[Dataset entries]
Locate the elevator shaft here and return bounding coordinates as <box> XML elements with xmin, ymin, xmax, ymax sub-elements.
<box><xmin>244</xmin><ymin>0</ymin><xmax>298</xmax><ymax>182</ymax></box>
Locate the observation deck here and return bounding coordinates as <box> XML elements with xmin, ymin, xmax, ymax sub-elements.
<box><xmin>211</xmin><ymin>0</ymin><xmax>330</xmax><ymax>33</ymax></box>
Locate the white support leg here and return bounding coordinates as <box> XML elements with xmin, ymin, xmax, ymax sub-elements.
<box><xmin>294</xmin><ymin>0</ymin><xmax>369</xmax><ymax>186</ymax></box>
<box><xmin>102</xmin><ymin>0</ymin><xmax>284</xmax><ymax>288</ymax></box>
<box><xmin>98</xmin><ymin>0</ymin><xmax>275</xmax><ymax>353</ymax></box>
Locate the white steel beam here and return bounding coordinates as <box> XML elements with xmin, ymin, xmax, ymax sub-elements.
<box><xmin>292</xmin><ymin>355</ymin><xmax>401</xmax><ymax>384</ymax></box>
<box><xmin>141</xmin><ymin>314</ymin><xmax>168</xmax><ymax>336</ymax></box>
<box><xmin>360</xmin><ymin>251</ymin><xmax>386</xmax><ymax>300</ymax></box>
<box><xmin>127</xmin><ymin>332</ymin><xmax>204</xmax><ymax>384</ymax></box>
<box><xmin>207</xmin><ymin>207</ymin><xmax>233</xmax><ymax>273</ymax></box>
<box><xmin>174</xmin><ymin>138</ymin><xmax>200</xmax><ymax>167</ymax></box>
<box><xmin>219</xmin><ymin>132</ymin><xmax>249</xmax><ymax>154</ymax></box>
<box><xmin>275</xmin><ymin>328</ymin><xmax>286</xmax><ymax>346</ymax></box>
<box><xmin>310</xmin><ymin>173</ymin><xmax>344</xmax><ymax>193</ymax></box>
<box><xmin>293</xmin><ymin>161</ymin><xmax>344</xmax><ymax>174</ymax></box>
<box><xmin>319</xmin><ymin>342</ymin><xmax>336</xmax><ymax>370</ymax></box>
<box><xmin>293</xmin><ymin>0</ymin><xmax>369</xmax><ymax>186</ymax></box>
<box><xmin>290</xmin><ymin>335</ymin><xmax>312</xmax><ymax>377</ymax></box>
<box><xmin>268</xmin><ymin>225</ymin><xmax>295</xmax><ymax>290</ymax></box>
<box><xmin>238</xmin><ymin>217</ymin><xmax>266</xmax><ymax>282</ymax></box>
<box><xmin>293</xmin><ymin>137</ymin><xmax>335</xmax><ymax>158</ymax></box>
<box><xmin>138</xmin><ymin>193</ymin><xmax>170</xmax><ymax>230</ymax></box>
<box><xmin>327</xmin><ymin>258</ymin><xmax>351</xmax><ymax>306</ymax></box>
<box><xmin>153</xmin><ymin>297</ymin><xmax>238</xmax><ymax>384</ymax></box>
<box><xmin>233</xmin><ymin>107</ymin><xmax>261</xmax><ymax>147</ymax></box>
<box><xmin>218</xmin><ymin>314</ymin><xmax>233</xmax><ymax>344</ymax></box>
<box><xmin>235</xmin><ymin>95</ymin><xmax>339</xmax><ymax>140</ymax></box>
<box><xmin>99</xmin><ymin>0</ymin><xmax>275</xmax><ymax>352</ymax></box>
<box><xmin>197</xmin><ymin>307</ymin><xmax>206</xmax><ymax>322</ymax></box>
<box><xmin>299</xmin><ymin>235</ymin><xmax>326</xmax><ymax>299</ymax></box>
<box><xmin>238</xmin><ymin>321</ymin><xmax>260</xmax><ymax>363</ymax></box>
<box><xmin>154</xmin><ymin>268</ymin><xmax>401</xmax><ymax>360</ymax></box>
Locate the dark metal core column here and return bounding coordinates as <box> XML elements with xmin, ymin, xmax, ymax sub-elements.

| What this task involves |
Repeat every record, keeping each word and mark exactly as it is.

| Output of the task |
Locate the elevator shaft here and return bounding coordinates as <box> XML elements with xmin, ymin, xmax, ymax sub-elements.
<box><xmin>244</xmin><ymin>0</ymin><xmax>298</xmax><ymax>182</ymax></box>
Locate the observation deck here and return bounding coordinates as <box> XML elements with xmin, ymin, xmax, ymax sub-elements.
<box><xmin>211</xmin><ymin>0</ymin><xmax>330</xmax><ymax>33</ymax></box>
Locate the white support leg here and return bounding coordinates as <box> XML elements with xmin, ymin, xmax, ymax sub-elements.
<box><xmin>294</xmin><ymin>0</ymin><xmax>369</xmax><ymax>186</ymax></box>
<box><xmin>102</xmin><ymin>0</ymin><xmax>284</xmax><ymax>288</ymax></box>
<box><xmin>98</xmin><ymin>0</ymin><xmax>275</xmax><ymax>353</ymax></box>
Locate the white steel beam here and return bounding coordinates as <box> XML elements with xmin, ymin, xmax, ymax sub-elements.
<box><xmin>292</xmin><ymin>355</ymin><xmax>401</xmax><ymax>384</ymax></box>
<box><xmin>141</xmin><ymin>314</ymin><xmax>168</xmax><ymax>336</ymax></box>
<box><xmin>360</xmin><ymin>251</ymin><xmax>386</xmax><ymax>300</ymax></box>
<box><xmin>127</xmin><ymin>332</ymin><xmax>204</xmax><ymax>384</ymax></box>
<box><xmin>207</xmin><ymin>207</ymin><xmax>233</xmax><ymax>273</ymax></box>
<box><xmin>174</xmin><ymin>138</ymin><xmax>200</xmax><ymax>167</ymax></box>
<box><xmin>219</xmin><ymin>132</ymin><xmax>249</xmax><ymax>154</ymax></box>
<box><xmin>275</xmin><ymin>328</ymin><xmax>286</xmax><ymax>346</ymax></box>
<box><xmin>310</xmin><ymin>173</ymin><xmax>344</xmax><ymax>193</ymax></box>
<box><xmin>293</xmin><ymin>161</ymin><xmax>344</xmax><ymax>174</ymax></box>
<box><xmin>319</xmin><ymin>342</ymin><xmax>336</xmax><ymax>370</ymax></box>
<box><xmin>293</xmin><ymin>0</ymin><xmax>369</xmax><ymax>186</ymax></box>
<box><xmin>290</xmin><ymin>335</ymin><xmax>312</xmax><ymax>377</ymax></box>
<box><xmin>268</xmin><ymin>225</ymin><xmax>295</xmax><ymax>290</ymax></box>
<box><xmin>238</xmin><ymin>217</ymin><xmax>266</xmax><ymax>282</ymax></box>
<box><xmin>293</xmin><ymin>137</ymin><xmax>335</xmax><ymax>158</ymax></box>
<box><xmin>138</xmin><ymin>193</ymin><xmax>170</xmax><ymax>230</ymax></box>
<box><xmin>327</xmin><ymin>258</ymin><xmax>351</xmax><ymax>306</ymax></box>
<box><xmin>153</xmin><ymin>297</ymin><xmax>238</xmax><ymax>384</ymax></box>
<box><xmin>233</xmin><ymin>107</ymin><xmax>261</xmax><ymax>147</ymax></box>
<box><xmin>218</xmin><ymin>314</ymin><xmax>233</xmax><ymax>344</ymax></box>
<box><xmin>235</xmin><ymin>95</ymin><xmax>339</xmax><ymax>140</ymax></box>
<box><xmin>99</xmin><ymin>0</ymin><xmax>275</xmax><ymax>352</ymax></box>
<box><xmin>197</xmin><ymin>307</ymin><xmax>206</xmax><ymax>322</ymax></box>
<box><xmin>299</xmin><ymin>235</ymin><xmax>326</xmax><ymax>299</ymax></box>
<box><xmin>238</xmin><ymin>321</ymin><xmax>260</xmax><ymax>363</ymax></box>
<box><xmin>154</xmin><ymin>268</ymin><xmax>401</xmax><ymax>360</ymax></box>
Locate the dark metal core column here and return bounding coordinates as <box> XML elements with xmin, ymin, xmax, ymax sub-elements.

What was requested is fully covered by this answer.